▶ Provided passage:
────────────────────────────────────────

Vertices, edges, adjacency representations, DFS, BFS, cycle detection, topological sort, and shortest paths — the data structures behind every network problem.

Arrays store sequences. Trees store hierarchies. Graphs store arbitrary relationships — and it turns out that an enormous fraction of the interesting structure in the world is, underneath, a collection of things and a collection of connections between them: cities and roads, web pages and links, tasks and dependencies, people and friendships, molecules and bonds. Every other data structure you study is, in a precise sense, a special case of a graph: an array is a path graph, a tree is a connected acyclic graph, a linked list is a graph where every vertex has degree at most 1 in each direction. Understanding graphs means understanding the most general shape of structured data, and the algorithms that work on everything else.

Vocabulary

A graph G = (V, E) consists of a set of vertices (nodes) V and a set of edges E, where each edge connects a pair of vertices. Key distinctions that affect which algorithms apply:

  • Directed vs undirected — in a directed graph (digraph), edge (u, v) goes from u to v only; in undirected, it connects both ways
  • Weighted vs unweighted — edges may carry a numeric cost (distance, time, capacity) or simply exist / not exist
  • Cyclic vs acyclic — a graph without any cycle is called acyclic; a directed acyclic graph is a DAG
  • Connected — an undirected graph is connected if a path exists between every pair of vertices; a directed graph is strongly connected if a directed path exists in both directions between every pair
  • Degree — the number of edges incident to a vertex; in directed graphs, split into in-degree (edges arriving) and out-degree (edges leaving)

Representations

How a graph is stored determines the cost of every operation. Two standard representations:

Adjacency Matrix

A V × V array where matrix[u][v] holds the edge weight (or 1 / 0 for unweighted). Edge lookup is O(1); listing all neighbours of a vertex requires scanning a whole row — O(V) regardless of how many neighbours actually exist.

────────────────────────────────────────

▶ What is asked:
[A] Transcribe the graphs text between "Adjacency Matrix" and "neighbours actually exist.", inclusive.
[B] In the graphs text, what does listing all neighbours of a vertex cost in an adjacency matrix?
[C] Take the graphs text further, picking up right after its last sentence.

▶ Extracted records:
────────────────────────────────────────

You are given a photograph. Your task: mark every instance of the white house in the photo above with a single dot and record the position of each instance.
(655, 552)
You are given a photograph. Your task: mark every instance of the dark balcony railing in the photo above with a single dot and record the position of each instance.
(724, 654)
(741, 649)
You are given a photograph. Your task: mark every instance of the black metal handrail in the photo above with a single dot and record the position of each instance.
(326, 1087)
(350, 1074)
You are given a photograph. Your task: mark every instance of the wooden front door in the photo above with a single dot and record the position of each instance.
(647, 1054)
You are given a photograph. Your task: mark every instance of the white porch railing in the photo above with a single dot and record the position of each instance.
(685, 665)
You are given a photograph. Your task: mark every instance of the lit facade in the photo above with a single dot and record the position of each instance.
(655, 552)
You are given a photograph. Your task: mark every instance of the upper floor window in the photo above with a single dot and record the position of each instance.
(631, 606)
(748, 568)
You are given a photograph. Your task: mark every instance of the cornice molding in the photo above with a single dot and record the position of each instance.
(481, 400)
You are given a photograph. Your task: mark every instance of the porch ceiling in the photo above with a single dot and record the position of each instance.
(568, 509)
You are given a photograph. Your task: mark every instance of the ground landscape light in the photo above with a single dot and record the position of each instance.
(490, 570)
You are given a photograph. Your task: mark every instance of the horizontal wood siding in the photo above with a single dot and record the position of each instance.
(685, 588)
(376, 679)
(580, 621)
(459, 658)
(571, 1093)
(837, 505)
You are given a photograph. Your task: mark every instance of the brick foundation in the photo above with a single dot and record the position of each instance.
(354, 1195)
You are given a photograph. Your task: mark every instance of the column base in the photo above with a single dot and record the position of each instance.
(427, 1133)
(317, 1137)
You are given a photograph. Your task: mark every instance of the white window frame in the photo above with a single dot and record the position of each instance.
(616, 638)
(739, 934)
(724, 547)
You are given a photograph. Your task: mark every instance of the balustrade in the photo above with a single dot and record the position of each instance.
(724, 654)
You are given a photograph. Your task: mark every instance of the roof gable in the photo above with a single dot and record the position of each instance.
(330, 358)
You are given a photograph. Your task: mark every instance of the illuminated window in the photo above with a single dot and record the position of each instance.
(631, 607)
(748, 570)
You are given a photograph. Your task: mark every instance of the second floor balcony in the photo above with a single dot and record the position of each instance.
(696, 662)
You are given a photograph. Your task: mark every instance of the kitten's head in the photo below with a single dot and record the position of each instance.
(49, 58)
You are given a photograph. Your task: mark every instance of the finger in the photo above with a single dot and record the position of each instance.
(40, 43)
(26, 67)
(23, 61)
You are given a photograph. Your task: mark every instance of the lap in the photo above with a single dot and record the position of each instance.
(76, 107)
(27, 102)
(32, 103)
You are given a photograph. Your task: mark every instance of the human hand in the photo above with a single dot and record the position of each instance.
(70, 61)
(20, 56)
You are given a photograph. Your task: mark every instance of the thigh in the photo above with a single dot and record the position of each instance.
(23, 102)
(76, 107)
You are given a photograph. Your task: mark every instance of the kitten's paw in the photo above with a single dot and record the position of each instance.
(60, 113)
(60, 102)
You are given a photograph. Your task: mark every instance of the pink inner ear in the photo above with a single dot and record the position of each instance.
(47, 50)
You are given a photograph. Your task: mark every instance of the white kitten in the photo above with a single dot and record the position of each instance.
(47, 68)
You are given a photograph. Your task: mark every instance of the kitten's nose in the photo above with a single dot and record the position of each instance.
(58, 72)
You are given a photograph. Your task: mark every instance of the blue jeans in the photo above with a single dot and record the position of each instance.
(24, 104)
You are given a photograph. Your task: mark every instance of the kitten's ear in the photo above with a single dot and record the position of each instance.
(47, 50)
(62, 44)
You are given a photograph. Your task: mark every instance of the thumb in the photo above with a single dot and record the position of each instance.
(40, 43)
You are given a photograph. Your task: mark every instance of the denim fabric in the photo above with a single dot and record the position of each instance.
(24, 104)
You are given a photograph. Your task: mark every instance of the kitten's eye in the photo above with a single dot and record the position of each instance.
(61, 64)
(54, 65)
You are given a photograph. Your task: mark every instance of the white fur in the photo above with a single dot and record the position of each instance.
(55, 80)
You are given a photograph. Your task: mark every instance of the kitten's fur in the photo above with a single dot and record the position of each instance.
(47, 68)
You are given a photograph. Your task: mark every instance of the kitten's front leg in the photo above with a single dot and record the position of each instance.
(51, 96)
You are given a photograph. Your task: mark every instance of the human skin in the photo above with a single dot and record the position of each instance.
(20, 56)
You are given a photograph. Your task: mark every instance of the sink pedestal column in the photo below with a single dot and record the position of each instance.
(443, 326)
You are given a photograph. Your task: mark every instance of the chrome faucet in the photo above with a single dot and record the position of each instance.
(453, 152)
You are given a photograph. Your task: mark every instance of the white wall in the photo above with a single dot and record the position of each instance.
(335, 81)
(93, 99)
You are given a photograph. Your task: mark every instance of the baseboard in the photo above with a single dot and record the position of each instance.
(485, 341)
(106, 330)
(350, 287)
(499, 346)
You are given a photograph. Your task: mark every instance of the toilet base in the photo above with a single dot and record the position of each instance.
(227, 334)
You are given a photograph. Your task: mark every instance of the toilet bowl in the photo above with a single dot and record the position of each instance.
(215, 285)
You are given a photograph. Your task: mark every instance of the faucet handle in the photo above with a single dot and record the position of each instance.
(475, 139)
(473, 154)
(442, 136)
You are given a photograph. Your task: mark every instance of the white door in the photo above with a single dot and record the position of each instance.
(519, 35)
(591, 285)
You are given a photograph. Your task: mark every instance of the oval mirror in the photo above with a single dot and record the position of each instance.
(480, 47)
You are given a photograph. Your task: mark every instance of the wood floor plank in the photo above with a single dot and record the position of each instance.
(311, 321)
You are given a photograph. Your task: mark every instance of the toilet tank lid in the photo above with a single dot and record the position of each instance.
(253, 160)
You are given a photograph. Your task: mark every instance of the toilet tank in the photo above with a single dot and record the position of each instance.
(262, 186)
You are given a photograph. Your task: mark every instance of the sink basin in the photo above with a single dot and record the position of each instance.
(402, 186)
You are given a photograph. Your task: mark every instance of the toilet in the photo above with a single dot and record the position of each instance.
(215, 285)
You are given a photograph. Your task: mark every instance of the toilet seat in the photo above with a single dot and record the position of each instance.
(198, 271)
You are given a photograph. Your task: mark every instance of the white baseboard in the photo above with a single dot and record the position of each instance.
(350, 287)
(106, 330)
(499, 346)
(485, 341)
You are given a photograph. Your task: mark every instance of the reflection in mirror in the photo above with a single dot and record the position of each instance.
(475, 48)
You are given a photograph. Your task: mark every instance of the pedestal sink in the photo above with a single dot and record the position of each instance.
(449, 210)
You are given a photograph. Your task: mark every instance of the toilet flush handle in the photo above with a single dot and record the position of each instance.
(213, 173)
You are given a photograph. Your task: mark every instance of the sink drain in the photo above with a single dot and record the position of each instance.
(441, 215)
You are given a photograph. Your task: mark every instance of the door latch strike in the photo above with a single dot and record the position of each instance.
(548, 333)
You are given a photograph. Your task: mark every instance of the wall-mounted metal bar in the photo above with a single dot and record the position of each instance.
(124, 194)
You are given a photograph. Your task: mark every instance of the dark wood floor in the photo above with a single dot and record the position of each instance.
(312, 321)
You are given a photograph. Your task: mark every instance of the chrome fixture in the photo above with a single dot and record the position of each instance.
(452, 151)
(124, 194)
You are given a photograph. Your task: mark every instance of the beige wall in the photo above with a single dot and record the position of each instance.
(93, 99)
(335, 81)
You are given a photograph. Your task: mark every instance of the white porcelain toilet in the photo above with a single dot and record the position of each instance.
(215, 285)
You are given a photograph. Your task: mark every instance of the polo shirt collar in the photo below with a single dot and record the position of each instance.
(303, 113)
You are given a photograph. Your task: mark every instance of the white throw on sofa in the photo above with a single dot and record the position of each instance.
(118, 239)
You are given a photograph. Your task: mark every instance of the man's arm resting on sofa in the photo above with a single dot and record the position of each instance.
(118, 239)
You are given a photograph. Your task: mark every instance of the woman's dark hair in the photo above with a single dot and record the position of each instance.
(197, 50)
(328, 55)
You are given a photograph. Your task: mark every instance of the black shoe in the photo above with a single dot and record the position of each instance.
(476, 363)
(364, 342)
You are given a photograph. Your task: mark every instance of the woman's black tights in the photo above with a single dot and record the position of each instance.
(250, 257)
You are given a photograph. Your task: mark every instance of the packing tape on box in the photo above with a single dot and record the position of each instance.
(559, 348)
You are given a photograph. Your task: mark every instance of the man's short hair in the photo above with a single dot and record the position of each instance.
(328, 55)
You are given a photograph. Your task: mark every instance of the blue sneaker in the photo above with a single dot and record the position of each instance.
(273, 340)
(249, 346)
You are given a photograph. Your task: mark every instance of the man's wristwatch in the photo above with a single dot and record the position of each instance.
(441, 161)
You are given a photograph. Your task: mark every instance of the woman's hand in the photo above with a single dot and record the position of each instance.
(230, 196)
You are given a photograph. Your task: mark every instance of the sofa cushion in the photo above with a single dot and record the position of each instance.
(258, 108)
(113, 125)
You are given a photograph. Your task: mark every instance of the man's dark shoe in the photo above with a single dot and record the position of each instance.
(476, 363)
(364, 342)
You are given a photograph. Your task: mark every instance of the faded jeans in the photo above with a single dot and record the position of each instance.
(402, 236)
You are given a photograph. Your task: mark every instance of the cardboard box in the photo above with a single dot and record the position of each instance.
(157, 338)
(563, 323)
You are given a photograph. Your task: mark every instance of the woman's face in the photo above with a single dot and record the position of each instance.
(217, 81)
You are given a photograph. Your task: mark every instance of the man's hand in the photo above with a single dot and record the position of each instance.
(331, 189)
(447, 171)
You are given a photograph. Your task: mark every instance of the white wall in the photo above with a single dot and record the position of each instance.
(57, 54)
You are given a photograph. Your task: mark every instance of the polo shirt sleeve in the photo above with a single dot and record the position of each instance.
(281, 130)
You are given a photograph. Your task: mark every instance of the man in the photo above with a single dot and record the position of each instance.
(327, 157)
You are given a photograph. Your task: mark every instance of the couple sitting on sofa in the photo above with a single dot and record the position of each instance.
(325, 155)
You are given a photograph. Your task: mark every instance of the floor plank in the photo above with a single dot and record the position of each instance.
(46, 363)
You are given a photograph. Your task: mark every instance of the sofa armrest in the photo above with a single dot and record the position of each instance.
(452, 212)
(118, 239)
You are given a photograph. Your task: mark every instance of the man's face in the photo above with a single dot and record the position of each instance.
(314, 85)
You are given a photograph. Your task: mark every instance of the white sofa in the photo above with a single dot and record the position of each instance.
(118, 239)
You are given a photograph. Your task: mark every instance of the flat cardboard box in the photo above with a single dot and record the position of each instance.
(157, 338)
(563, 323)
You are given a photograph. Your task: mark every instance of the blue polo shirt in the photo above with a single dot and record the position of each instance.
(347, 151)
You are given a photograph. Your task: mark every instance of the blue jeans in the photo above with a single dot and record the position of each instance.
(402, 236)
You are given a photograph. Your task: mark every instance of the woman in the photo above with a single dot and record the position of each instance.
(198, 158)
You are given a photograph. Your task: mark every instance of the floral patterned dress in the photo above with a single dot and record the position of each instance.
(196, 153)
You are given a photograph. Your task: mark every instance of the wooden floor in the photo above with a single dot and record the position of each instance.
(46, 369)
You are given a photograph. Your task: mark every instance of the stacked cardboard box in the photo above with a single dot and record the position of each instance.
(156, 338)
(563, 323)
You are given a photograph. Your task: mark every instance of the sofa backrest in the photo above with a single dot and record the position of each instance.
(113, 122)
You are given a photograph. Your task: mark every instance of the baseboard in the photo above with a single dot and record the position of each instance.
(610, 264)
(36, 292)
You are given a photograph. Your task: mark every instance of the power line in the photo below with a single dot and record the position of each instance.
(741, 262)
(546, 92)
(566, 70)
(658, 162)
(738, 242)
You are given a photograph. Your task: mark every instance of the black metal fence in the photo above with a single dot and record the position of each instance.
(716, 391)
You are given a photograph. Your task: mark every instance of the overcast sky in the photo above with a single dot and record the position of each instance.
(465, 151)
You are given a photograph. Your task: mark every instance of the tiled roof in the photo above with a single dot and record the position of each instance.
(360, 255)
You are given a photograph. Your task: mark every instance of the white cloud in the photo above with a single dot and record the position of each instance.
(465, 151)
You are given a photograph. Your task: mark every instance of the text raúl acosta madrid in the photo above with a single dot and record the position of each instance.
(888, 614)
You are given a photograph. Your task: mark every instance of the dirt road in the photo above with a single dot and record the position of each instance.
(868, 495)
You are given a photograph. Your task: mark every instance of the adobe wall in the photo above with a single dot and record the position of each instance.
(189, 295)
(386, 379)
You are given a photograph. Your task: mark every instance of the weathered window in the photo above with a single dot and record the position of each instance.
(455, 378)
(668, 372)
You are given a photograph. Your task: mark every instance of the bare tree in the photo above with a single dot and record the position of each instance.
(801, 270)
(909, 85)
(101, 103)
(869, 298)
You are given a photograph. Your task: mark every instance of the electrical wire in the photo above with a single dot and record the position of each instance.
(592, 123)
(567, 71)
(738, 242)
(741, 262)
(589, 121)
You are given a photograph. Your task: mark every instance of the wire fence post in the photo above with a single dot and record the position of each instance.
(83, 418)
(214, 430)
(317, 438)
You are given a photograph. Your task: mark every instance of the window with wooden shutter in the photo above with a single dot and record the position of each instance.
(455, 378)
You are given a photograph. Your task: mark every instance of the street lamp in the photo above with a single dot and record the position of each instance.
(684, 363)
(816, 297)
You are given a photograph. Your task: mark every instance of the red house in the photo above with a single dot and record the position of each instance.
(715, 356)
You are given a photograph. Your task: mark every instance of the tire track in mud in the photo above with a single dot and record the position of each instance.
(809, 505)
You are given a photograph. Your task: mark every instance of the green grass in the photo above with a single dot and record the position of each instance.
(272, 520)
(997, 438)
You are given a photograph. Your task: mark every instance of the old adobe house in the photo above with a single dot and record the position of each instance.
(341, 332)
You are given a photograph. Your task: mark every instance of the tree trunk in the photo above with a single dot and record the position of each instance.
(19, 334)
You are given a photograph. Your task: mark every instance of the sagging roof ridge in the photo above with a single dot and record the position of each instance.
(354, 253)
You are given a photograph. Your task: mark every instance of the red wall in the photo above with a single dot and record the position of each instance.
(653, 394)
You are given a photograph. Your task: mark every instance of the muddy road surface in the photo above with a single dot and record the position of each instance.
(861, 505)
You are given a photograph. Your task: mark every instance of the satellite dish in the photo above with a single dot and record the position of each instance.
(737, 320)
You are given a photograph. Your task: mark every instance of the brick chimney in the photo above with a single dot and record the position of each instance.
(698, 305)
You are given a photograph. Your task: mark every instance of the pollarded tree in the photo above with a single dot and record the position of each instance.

────────────────────────────────────────

▶ Answers by task:
[A]
Adjacency Matrix

A V × V array where matrix[u][v] holds the edge weight (or 1 / 0 for unweighted). Edge lookup is O(1); listing all neighbours of a vertex requires scanning a whole row — O(V) regardless of how many neighbours actually exist.

[B] O(V), because it requires scanning a whole row.

[C]
#include <stdbool.h>
#include <stdio.h>

#define MAX_V 6

typedef struct {
    int  weight[MAX_V][MAX_V];   /* 0 means no edge */
    int  num_vertices;
} AdjMatrix;

void am_init(AdjMatrix *g, int n) {
    g->num_vertices = n;
    for (int i = 0; i < n; i++)
        for (int j = 0; j < n; j++)
            g->weight[i][j] = 0;
}

void am_add_edge(AdjMatrix *g, int u, int v, int w) {
    g->weight[u][v] = w;
    g->weight[v][u] = w;     /* omit for directed graphs */
}

bool am_has_edge(const AdjMatrix *g, int u, int v) {
    return g->weight[u][v] != 0;
}

Space: O(V²). For a graph with 1000 vertices and 2000 edges (very sparse), an adjacency matrix wastes 99.8% of its memory. For a graph with 1000 vertices and 499,500 edges (complete), it uses every cell efficiently.

Adjacency List

Each vertex stores only the neighbours it actually has — a list (or array) of (vertex, weight) pairs. Space is O(V + E). Listing all neighbours of vertex u costs O(degree(u)) — proportional to how many there actually are, not to the total number of vertices.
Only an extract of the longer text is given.